### EXTRAIT PRÉSENTÉ
Constellation (deuxième partie)
(Cowboy Henk, l’art actuel, Herr Seele & Kamagurka, FRMK ; Italia, Emmanuel Guibert, Aire Libre, Dupuis ; Le Programme immersion, Léo Quievreux, Éditions Matière (+ Anyone 40, Arbitraire) ; Arsène Schrauwen, Olivier Schrauwen, L’Association)
1.
Et, de manière irrégulière (il y a des jours de chance et des jours ternes), la bibliothèque s’accroît de quelque titre, souvent attendu, mais aussi, quand le temps subit quelque perturbation (quand l’orage s’annonce au loin), imprévu. Cet espace, où l’on ne peut penser ou même porter un simple regard sur les choses que si le corps s’y sent à son aise, est en expansion, alors que, vieillissant, notre mémoire s’altère. Trop d’objets, de souvenirs accumulés, nous empêchent, non d’affleurer le présent, mais de lui accorder le temps nécessaire pour s’y frotter vraiment et, ainsi, en tirer quelque chose de plus substantiel qu’une vague chronique en forme de bande-annonce. Alors certains matins, au sortir d’une nuit agitée, nous vient le désir de précipiter la plus grande partie de nos possessions du haut d’une falaise, à la manière des Indiens du Nord-Ouest du continent américain lors des cérémonies du Potlatch, afin de pouvoir tout reprendre à zéro. Relire est un acte essentiel, mais dont l’urgence n’a pas à être motivée par un soi-disant besoin de se rafraîchir la mémoire ; il s’agit plutôt de s’offrir une nouvelle chance de saisir enfin ce qui nous avait échappé. Il est des ouvrages qui, tels des animaux sauvages, ne se laissent pas domestiquer par leur lecteur : il faut du temps pour les apprivoiser.
Le « critique », on ne sait pas qui il est vraiment, mais quelques légendes lui offrent un semblant d’existence. Il serait, dit-on, toujours sur les starting-blocks. Mais il arrive assez souvent qu’il n’entende pas le coup de feu. Son histoire est faite, entre autres, d’une longue suite de retards — pour ne pas dire d’aveuglements (mais une critique de la critique devrait se réjouir de ces retards qui, pour certains, correspondent au temps nécessaire d’ouverture des sens — recouvrer la vue, retendre l’oreille, etc.).
La vitesse n’est un bienfait que pour qui s’illusionne. De plus, ce louche individu (je parle toujours du « critique ») n’a, le plus souvent, qu’une maigre idée de ce pourquoi il s’est mis en tête de réagir à telle ou telle publication. Et puis : que signifie « réagir » ? Rendre hommage ? Disséquer ? Se vêtir du manteau (ou prendre la peau) de l’exégète ? Faire montre d’un certain savoir-faire — autrement dit, se saisir de la boîte à outils nécessaire et en faire bon usage ? Il s’agit en fait, prioritairement, de faire taire les soupirs relatifs à cette difficulté de dire ce qui se passe à l’intérieur de soi et, notamment, transcrire comment le corps reçoit ce qui lui parvient (en ce qui concerne la tête, c’est, semble-t-il, plus aisé). Quand on est plié en deux par un rire intempestif, qu’ajouter à cet état de fait ? Si on ne ressent rien, c’est plus simple : on tire le rideau.

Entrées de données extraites
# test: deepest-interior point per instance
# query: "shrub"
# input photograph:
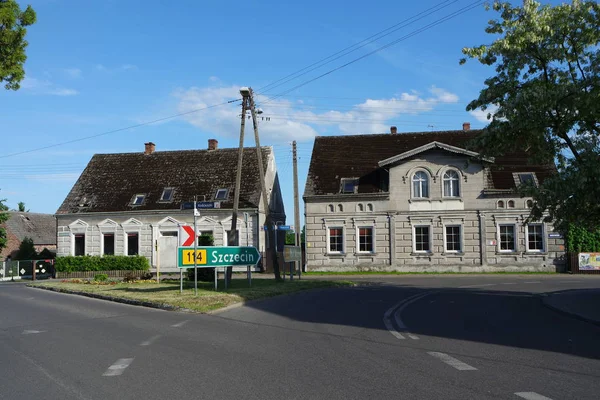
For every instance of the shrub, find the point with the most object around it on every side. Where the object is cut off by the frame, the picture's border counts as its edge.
(105, 263)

### SÉRIE D'EXERCICES
[a] Traduisez en anglais la phrase suivante de l'extrait : « La vitesse n’est un bienfait que pour qui s’illusionne. »
[b] Recopiez à l'identique le passage de l'extrait qui commence par « Constellation (deuxième partie) » et se poursuit jusqu'à « Olivier Schrauwen, L’Association) ».
[c] Prolongez l'essai sur la relecture et le rôle du critique au-delà de sa dernière phrase.

### RÉPONSES
[a] Speed is a blessing only to those who delude themselves.

[b]
Constellation (deuxième partie)
(Cowboy Henk, l’art actuel, Herr Seele & Kamagurka, FRMK ; Italia, Emmanuel Guibert, Aire Libre, Dupuis ; Le Programme immersion, Léo Quievreux, Éditions Matière (+ Anyone 40, Arbitraire) ; Arsène Schrauwen, Olivier Schrauwen, L’Association)

[c]
Pourquoi courir après les mots alors que le corps parle infiniment mieux que ce que la main, même reliée à un cerveau correctement entretenu, peut péniblement tracer sur du papier (ou frapper sur le clavier de cette machine qui nous fait croire que son usage quotidien nous fait gagner du temps) ?
La réponse ne cesse de varier. C’est pourquoi, chaque jour, remettre l’ouvrage…
2.
Ayant déjà longuement commenté le premier volume de Cowboy Henk dont le Frémok s’entête avec raison à publier de belles anthologies selon une édition, non chronologique, mais vaguement thématique (d’ailleurs, peu importe : cette dernière intitulée L’art actuel propose 116 pages prépubliées dans le journal flamand Humo entre 1991 et 2011), je n’ai pas grand chose à ajouter à ce que j’ai déjà écrit, sinon (peut-être) ces quelques lignes, histoire de fêter cette initiative ô combien salutaire en ces temps de manque (d’humour, notamment).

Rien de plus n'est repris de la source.